(Entries from a dataset)
____________

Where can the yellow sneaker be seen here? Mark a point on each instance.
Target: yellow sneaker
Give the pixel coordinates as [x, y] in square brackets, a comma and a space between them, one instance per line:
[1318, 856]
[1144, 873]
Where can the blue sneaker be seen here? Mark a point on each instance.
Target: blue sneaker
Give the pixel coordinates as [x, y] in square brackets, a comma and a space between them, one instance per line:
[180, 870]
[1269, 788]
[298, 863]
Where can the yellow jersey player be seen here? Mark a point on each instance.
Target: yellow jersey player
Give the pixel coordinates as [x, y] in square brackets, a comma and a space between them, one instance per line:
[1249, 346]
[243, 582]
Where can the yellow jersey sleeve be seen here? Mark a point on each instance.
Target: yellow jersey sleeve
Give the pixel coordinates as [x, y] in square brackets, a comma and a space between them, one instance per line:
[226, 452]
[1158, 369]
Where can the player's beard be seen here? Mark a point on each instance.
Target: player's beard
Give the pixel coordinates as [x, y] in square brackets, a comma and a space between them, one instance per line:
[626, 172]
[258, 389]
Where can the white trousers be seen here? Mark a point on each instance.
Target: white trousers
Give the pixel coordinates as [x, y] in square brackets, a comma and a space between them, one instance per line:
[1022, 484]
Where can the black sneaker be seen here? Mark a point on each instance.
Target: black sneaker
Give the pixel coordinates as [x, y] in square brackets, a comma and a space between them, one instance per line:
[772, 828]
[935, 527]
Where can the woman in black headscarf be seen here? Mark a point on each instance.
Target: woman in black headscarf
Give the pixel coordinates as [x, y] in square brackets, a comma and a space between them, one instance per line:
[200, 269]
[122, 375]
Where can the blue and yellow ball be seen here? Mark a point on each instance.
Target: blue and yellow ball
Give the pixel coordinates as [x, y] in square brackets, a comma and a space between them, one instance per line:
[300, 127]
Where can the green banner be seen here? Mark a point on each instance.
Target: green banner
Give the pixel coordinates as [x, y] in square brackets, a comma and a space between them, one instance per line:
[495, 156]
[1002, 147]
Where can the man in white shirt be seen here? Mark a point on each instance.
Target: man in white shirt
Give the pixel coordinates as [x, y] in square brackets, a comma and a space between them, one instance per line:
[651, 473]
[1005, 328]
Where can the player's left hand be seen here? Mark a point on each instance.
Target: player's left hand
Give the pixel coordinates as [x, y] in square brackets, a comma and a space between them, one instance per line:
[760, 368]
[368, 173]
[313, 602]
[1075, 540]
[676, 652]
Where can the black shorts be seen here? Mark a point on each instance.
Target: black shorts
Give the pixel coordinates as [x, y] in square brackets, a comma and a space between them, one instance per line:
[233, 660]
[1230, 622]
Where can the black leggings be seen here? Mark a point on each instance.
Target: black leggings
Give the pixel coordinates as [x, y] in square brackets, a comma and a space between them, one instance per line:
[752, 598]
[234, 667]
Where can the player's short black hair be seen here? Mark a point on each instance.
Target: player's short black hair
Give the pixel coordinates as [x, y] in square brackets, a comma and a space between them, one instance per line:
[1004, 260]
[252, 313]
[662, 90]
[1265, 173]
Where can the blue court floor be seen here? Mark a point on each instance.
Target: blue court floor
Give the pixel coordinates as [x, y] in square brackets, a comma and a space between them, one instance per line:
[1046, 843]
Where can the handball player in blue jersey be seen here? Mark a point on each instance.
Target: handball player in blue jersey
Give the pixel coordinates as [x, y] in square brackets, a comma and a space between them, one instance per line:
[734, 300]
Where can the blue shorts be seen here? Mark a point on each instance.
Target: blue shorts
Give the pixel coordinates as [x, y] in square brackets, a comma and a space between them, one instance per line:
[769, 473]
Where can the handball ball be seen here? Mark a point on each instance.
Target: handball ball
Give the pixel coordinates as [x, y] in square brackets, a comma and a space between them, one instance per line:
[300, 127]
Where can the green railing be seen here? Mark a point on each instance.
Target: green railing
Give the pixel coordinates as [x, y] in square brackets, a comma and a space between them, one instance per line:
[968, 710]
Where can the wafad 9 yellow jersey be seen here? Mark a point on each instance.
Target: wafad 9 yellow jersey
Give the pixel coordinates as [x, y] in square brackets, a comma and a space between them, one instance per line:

____________

GIVEN TASK: Copy everything from the line containing "Where can the blue court" down to the line containing "[1046, 843]", both included, with no changes.

RESPONSE TO THIS EXERCISE:
Where can the blue court floor be seen here? Mark a point on each instance.
Target: blue court floor
Give the pixel coordinates as [x, y] in square brackets, a comma and a space between them, one instance per line:
[1046, 843]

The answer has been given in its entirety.